=== Text section ===
The defendants’ two bases for establishing the existence of a final judgment under Curdo include the court’s failure to require a bond prior to the issuance of the temporary injunction and the order requiring the city to vacate the volunteer fire station. General Statutes § 52-472 provides in relevant part that “a bond need not be required when, for good cause shown, the court or a judge is of the opinion that a temporary injunction ought to issue without bond.” “The purpose of the bond is to indemnify the defendants from any damages which they might sustain if the plaintiff failed to prosecute the action to effect. General Statutes 52-472.” Spiniello Construction Co. v. Manchester, 189 Conn. 539, 546, 456 A.2d 1199 (1983). The bond, therefore, is provisional on the court’s determination that such bond is required to indemnify the defendants; it does not “exist independently of the order from which the appeal is taken.” Waterbury Teachers Assn. v. Freedom of Information Commission, supra, 230 Conn. 448. The failure to require a bond, therefore, does not satisfy the second part of the Curdo test because the defendants still may recover damages they potentially may suffer as a result of the plaintiffs’ actions in the pending case. See Stamford v. Kovac, 228 Conn. 95, 102, 634 A.2d 897 (1993).
The appeal is dismissed.
In this opinion the other judges concurred.
The plaintiffs are Peter Rustid, Donald Berg, Kevin Re, Robert Bennett, John Keenan, Ralph Nau, Gunther Schaller, James Chevalier, the Long Ridge Paid Drivers Association and Elizabeth Hasson. The plaintiff Gunther Schaller is not related to the author of this opinion.

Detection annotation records

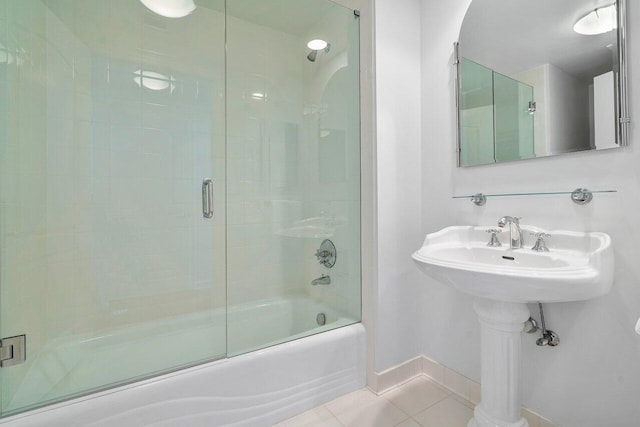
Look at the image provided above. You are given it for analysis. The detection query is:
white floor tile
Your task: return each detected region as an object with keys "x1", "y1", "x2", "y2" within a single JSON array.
[
  {"x1": 413, "y1": 397, "x2": 473, "y2": 427},
  {"x1": 382, "y1": 377, "x2": 449, "y2": 415},
  {"x1": 326, "y1": 390, "x2": 409, "y2": 427},
  {"x1": 274, "y1": 406, "x2": 342, "y2": 427},
  {"x1": 396, "y1": 418, "x2": 422, "y2": 427}
]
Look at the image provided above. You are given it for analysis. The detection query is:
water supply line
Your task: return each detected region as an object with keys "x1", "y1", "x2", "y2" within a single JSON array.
[{"x1": 536, "y1": 302, "x2": 560, "y2": 347}]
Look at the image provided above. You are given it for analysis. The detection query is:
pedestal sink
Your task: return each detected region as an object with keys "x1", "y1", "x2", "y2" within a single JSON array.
[{"x1": 412, "y1": 226, "x2": 614, "y2": 427}]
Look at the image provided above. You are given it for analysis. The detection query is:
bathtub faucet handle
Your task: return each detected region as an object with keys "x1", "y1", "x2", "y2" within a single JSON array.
[
  {"x1": 316, "y1": 239, "x2": 336, "y2": 268},
  {"x1": 311, "y1": 274, "x2": 331, "y2": 286}
]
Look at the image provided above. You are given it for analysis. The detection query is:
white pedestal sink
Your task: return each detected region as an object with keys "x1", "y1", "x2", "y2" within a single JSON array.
[{"x1": 412, "y1": 226, "x2": 614, "y2": 427}]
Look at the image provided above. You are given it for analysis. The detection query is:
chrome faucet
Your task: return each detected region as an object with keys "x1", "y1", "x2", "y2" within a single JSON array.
[
  {"x1": 498, "y1": 216, "x2": 524, "y2": 249},
  {"x1": 311, "y1": 274, "x2": 331, "y2": 286}
]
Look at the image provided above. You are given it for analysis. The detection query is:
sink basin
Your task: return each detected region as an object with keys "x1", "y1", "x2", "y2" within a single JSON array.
[
  {"x1": 413, "y1": 225, "x2": 613, "y2": 303},
  {"x1": 413, "y1": 225, "x2": 613, "y2": 427}
]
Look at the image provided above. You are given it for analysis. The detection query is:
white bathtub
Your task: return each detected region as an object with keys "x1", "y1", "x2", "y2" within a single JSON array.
[{"x1": 0, "y1": 299, "x2": 365, "y2": 427}]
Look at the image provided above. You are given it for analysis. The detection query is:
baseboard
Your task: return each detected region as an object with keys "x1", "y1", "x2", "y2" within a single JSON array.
[{"x1": 367, "y1": 356, "x2": 555, "y2": 427}]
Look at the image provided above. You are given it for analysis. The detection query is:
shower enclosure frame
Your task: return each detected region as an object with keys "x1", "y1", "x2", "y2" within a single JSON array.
[{"x1": 0, "y1": 0, "x2": 376, "y2": 424}]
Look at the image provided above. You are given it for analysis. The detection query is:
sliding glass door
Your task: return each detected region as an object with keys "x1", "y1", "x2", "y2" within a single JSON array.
[{"x1": 0, "y1": 0, "x2": 226, "y2": 415}]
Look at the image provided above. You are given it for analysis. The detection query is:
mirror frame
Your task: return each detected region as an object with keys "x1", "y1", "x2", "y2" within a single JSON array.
[{"x1": 453, "y1": 0, "x2": 631, "y2": 168}]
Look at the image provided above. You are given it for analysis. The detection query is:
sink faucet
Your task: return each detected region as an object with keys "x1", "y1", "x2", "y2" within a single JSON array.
[
  {"x1": 498, "y1": 216, "x2": 524, "y2": 249},
  {"x1": 311, "y1": 274, "x2": 331, "y2": 286}
]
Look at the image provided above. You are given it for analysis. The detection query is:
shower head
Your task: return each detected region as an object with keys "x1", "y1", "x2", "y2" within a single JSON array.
[
  {"x1": 307, "y1": 50, "x2": 318, "y2": 62},
  {"x1": 307, "y1": 42, "x2": 331, "y2": 62}
]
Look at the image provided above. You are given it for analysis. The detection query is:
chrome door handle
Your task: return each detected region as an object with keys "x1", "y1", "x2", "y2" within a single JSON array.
[{"x1": 202, "y1": 178, "x2": 213, "y2": 218}]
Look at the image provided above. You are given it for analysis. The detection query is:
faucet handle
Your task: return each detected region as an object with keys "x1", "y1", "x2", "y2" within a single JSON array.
[
  {"x1": 529, "y1": 231, "x2": 551, "y2": 252},
  {"x1": 485, "y1": 228, "x2": 502, "y2": 247}
]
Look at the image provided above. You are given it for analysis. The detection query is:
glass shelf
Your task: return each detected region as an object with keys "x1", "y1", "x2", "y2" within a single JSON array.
[{"x1": 453, "y1": 188, "x2": 618, "y2": 206}]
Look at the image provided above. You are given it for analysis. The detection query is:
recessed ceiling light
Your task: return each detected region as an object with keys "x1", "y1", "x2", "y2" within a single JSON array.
[
  {"x1": 573, "y1": 4, "x2": 618, "y2": 36},
  {"x1": 307, "y1": 39, "x2": 327, "y2": 50},
  {"x1": 140, "y1": 0, "x2": 196, "y2": 18},
  {"x1": 133, "y1": 70, "x2": 176, "y2": 92}
]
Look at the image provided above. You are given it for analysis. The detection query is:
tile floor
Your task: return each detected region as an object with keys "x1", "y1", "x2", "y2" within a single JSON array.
[
  {"x1": 276, "y1": 376, "x2": 474, "y2": 427},
  {"x1": 274, "y1": 375, "x2": 553, "y2": 427}
]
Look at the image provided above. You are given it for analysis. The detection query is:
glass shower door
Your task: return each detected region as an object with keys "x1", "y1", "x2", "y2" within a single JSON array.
[
  {"x1": 0, "y1": 0, "x2": 226, "y2": 416},
  {"x1": 227, "y1": 0, "x2": 361, "y2": 355}
]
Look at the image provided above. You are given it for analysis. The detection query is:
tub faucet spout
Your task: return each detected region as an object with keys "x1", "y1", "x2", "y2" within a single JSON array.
[{"x1": 311, "y1": 274, "x2": 331, "y2": 286}]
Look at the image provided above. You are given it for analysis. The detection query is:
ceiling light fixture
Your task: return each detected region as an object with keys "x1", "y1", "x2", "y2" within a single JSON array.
[
  {"x1": 573, "y1": 4, "x2": 618, "y2": 36},
  {"x1": 140, "y1": 0, "x2": 196, "y2": 18},
  {"x1": 133, "y1": 70, "x2": 176, "y2": 93}
]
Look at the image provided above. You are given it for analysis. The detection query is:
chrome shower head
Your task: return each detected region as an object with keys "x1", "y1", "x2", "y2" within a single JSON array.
[
  {"x1": 307, "y1": 43, "x2": 331, "y2": 62},
  {"x1": 307, "y1": 50, "x2": 318, "y2": 62}
]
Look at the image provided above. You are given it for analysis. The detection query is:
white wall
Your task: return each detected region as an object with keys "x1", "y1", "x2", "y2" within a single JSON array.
[
  {"x1": 420, "y1": 0, "x2": 640, "y2": 427},
  {"x1": 374, "y1": 0, "x2": 422, "y2": 372}
]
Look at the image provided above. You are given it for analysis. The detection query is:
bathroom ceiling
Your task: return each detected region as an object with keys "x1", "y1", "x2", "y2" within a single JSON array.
[{"x1": 460, "y1": 0, "x2": 616, "y2": 79}]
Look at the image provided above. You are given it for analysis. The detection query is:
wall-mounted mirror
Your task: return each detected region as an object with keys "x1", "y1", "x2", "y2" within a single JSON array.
[{"x1": 456, "y1": 0, "x2": 629, "y2": 166}]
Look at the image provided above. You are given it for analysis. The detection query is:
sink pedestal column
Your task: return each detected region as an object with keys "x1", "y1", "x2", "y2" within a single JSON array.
[{"x1": 467, "y1": 299, "x2": 529, "y2": 427}]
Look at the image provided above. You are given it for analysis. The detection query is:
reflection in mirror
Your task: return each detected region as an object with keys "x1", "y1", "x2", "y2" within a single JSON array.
[{"x1": 456, "y1": 0, "x2": 628, "y2": 166}]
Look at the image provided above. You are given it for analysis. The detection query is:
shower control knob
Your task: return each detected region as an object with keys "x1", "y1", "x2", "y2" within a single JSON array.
[{"x1": 316, "y1": 239, "x2": 336, "y2": 268}]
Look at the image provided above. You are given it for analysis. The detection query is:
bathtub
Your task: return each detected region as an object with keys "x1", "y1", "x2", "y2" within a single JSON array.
[{"x1": 0, "y1": 298, "x2": 365, "y2": 427}]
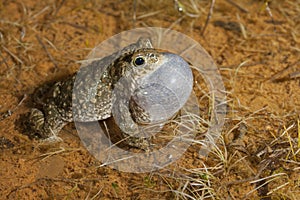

=== Jobs ===
**A.** Show every line of the entries that contains the word "bathtub".
**B.** Extend the court opinion on the injunction appeal from its final sentence.

=== Exercise results ===
**A.**
bathtub faucet handle
white bathtub
bathtub

**B.**
The Long Ridge Fire Company, also a defendant in this action, has not appealed from the court’s order. We therefore refer in this opinion to Dannel Malloy, John Byrne, James Haselkamp and the city of Stamford as the defendants.
General Statutes § 31-118 provides in relevant part: “When any court or a judge thereof issues or denies a temporary injunction in a case involving or growing out of a labor dispute and either party is aggrieved by the decision of the court or judge upon any question of law arising therein, he may appeal from the final judgment of the court or of such judge to the Appellate Court . . . .”
Because we conclude that this court lacks jurisdiction to hear this appeal, we will not address the merits of the defendants’ claims pertaining to the trial court’s allegedly improvident grant of the temporary injunction.
General Statutes § 31-112 (c) provides: “The term ‘labor dispute’ includes any controversy concerning terms or conditions of employment, or concerning the association or representation of persons in negotiating, fixing, maintaining, changing or seeking to arrange terms or conditions of employment or concerning employment relations, or any controversy arising out of the respective interest of employer and employee, regardless of whether or not the disputants stand in the proximate relation of employer and employee.”
During a hearing on several motions before the court subsequent to its ruling granting, in part, the plaintiffs’ motion for injunctive relief, the court stated specifically, “I did not allow the injunction on the labor disagreement. ... I treated this as a charter problem . . . .”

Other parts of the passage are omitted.